文書抜粋:

- - -

ミサイル発射予告をどう見るか?東京連続集会65[3](2012/04/19)
★☆救う会全国協議会ニュース★☆(2012.04.19-3)

島田洋一(救う会副会長、福井県立大学教授)

 お手元の資料は、国家基本問題研究所(JINF)が出している会員向け「今週の
直言」の最新号で、私の訪米報告です。レジュメ代わりに用意しました。国基研
は櫻井よしこさんが理事長、西岡さんや私も役員に名を連ね、日本再生のため活
動している新興シンクタンクです。

「直言」のタイトルは、「極めて深い『ハトヤマ』日本への侮蔑の念」、残念な
がらこれが、今回訪米して切実に覚えた感想の一つです。

 3月18日から10日間のワシントン滞在中、ちょうど桜が、通常の年より2
週間早く満開でした。今年は「桜祭り100周年」で、日本大使館が中心になり、
1か月以上という長期間にわたり様々な行事を行っています。

 私が帰国する日の便のみ早くから予約で満席だったそうで、聞くと、100周
年の一環として日本大使館が呼んだAKB48のメンバー3人の搭乗便で、日本か
らの「追っかけ」グループが一斉に移動したためのようです。

 有能な外交官たち何人もがAKBに張り付きさまざまな世話に当たった。大使館
の内部からも、こんなことに長い時間を割いていてよいのかと疑問の声が出たと
も聞きました。外交をするため外交官になったのに、社交ばかりではないかとい
うことです。

- - -

学習資料:
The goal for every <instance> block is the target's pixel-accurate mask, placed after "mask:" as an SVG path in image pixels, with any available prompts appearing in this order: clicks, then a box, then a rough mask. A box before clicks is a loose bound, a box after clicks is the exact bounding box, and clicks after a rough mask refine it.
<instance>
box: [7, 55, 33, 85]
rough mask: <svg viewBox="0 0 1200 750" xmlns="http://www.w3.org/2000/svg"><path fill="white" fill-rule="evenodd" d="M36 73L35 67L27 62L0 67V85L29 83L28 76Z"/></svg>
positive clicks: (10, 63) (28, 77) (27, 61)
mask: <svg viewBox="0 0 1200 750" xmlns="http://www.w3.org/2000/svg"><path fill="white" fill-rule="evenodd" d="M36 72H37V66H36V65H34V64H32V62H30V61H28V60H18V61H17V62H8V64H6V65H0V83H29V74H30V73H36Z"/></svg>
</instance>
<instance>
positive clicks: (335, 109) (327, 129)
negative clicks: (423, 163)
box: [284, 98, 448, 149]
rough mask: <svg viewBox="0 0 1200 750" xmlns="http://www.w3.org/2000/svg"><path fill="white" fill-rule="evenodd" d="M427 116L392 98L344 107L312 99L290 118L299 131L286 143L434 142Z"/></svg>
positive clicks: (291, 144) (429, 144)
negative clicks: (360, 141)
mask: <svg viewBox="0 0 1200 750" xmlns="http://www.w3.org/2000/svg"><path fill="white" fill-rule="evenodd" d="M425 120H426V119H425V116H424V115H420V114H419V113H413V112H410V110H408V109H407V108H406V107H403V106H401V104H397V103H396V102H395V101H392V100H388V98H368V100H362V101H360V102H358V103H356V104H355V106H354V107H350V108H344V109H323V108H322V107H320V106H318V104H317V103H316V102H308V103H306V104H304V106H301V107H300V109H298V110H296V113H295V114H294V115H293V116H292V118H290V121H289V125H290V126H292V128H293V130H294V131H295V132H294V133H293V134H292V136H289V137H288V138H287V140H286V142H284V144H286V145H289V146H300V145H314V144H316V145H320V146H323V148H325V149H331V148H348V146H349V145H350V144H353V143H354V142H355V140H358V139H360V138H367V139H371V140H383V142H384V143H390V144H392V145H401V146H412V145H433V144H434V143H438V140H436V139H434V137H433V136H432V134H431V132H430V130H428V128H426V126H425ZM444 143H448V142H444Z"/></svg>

- - -

理解度チェック:
1. 上のデータ行を、先頭から「positive clicks: (291, 144) (429, 144)」を含む行まで一字一句違えずに書き写しなさい。両端の行も含めること。
2. 上の訪米報告の文章を、最後の文の後から書き継ぎなさい。

解答例:
1.
The goal for every <instance> block is the target's pixel-accurate mask, placed after "mask:" as an SVG path in image pixels, with any available prompts appearing in this order: clicks, then a box, then a rough mask. A box before clicks is a loose bound, a box after clicks is the exact bounding box, and clicks after a rough mask refine it.
<instance>
box: [7, 55, 33, 85]
rough mask: <svg viewBox="0 0 1200 750" xmlns="http://www.w3.org/2000/svg"><path fill="white" fill-rule="evenodd" d="M36 73L35 67L27 62L0 67V85L29 83L28 76Z"/></svg>
positive clicks: (10, 63) (28, 77) (27, 61)
mask: <svg viewBox="0 0 1200 750" xmlns="http://www.w3.org/2000/svg"><path fill="white" fill-rule="evenodd" d="M36 72H37V66H36V65H34V64H32V62H30V61H28V60H18V61H17V62H8V64H6V65H0V83H29V74H30V73H36Z"/></svg>
</instance>
<instance>
positive clicks: (335, 109) (327, 129)
negative clicks: (423, 163)
box: [284, 98, 448, 149]
rough mask: <svg viewBox="0 0 1200 750" xmlns="http://www.w3.org/2000/svg"><path fill="white" fill-rule="evenodd" d="M427 116L392 98L344 107L312 99L290 118L299 131L286 143L434 142Z"/></svg>
positive clicks: (291, 144) (429, 144)

2.
 大使館がAKBの世話をしている間、民間人の私が、アメリカの有力議員の政策
担当スタッフや北朝鮮問題・中国問題の専門家と最新情勢について意見交換をし
ていた。これは本来、逆であるべきでしょう。何も私はAKBの世話をしたくない
し、向こうも嫌でしょうが、日本政府において軽重の感覚がずれているのではな
いか。いくら社交に日時を費やしても、政策が「ハトヤマ」流のままでは、それ
は徒花に終わり、信頼感は崩れていくばかりです。

 日米で13年間もかけてガラス細工のように組み立てた在日米軍基地再編計画
をハトヤマが愚かにも反故にし、その後の首相も手をこまねくばかりという状況。
日本政治にリーダーシップは生まれないのか、というのが今回繰り返し示された
米側の疑問の声です。

 そこにおられる韓国保守派の雄、洪?先生(元駐日公使)などは、李明博は話に
ならないと一刀両断ですが、鳩山由紀夫や菅直人に比べれば李明博大統領など稀
代の大政治家でしょう。韓国では、済州島における海軍基地の建設や米軍基地の
最前線から平沢(ピョンテク)への移転などを、親北左翼勢力の抵抗を排除して
進めています。それに対し、沖縄でのあの見るも無惨な混迷と不決断は一体何な
のか、「韓国ができることをなぜ日本はできないのか」というわけです。

 ハトヤマ的体質から日本政治が脱却できなければ、なぜあんな連中しかトップ
に選べないのかと、遠からず日本人全体が軽侮を招くに至るでしょう。

 政治が限りなく頼りない分、われわれ民間が一層しっかり意思表示し、少しで
も日本人の名誉を回復する他ないとも強く感じました。

 さて、私の「直言」にある「ライス・ヒル外交と現在の類似」についてですが、
2005年9月、ブッシュ政権が北朝鮮の違法資金の洗浄に当たっていたマカオ
の金融機関に金融制裁を発動しました。内容的には、米銀に口座を持たせず、国
際業務から事実上閉め出すという形です。もっとも米政府は、この場合「制裁」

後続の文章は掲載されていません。